_What is being asked:_
Copy the material below word for word, but leave out the pictures.

-- start Data shown --

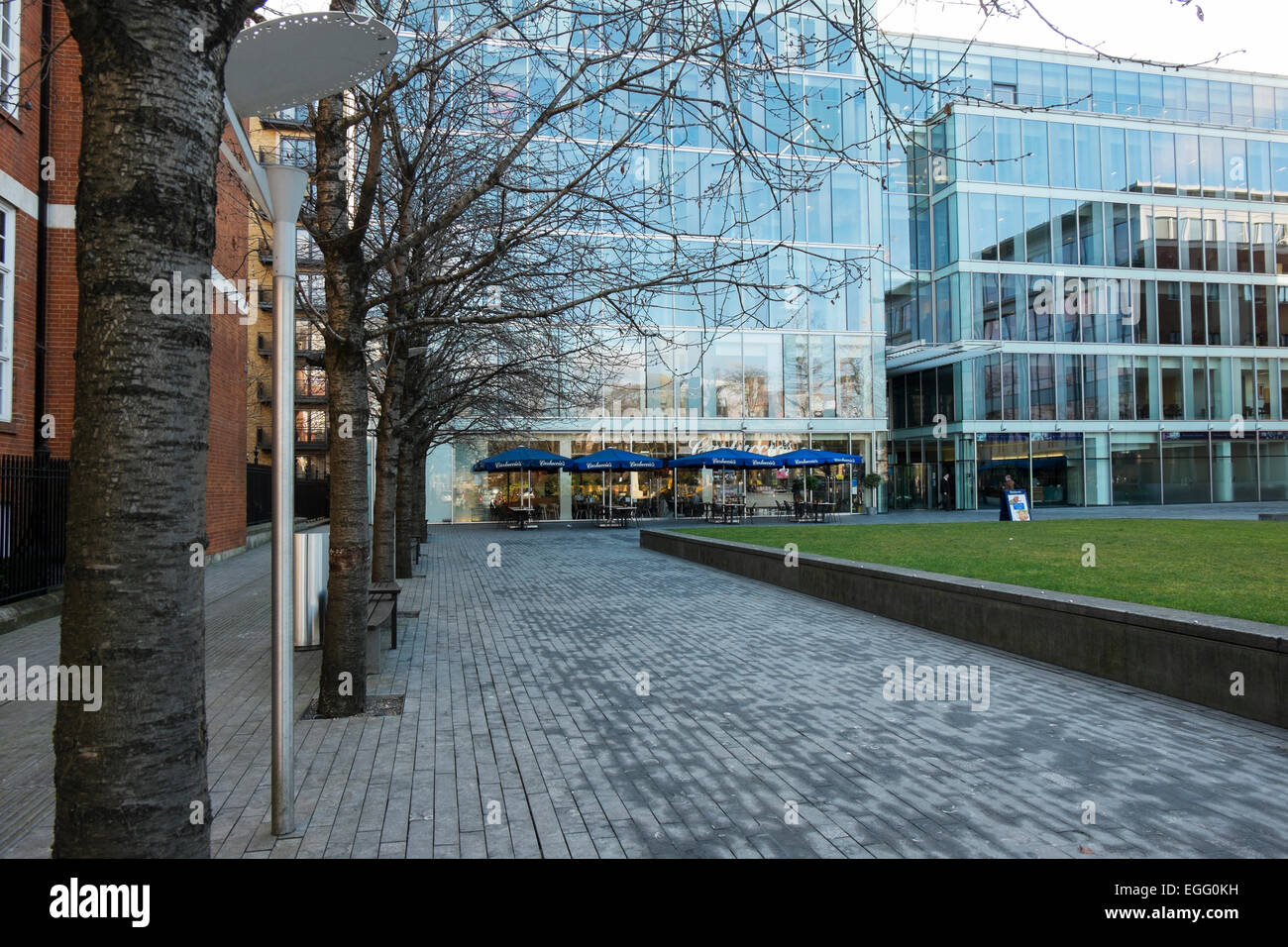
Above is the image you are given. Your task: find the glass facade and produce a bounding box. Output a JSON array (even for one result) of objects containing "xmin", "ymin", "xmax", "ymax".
[
  {"xmin": 883, "ymin": 42, "xmax": 1288, "ymax": 507},
  {"xmin": 434, "ymin": 21, "xmax": 1288, "ymax": 520}
]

-- end Data shown --

_Response to the task:_
Above is the image you are given. Your task: find the glass facade and produce a bounding box. Output a JSON array (even for one result) of objects containing "xmin", "ymin", "xmax", "ymax".
[
  {"xmin": 883, "ymin": 42, "xmax": 1288, "ymax": 507},
  {"xmin": 434, "ymin": 21, "xmax": 1288, "ymax": 520}
]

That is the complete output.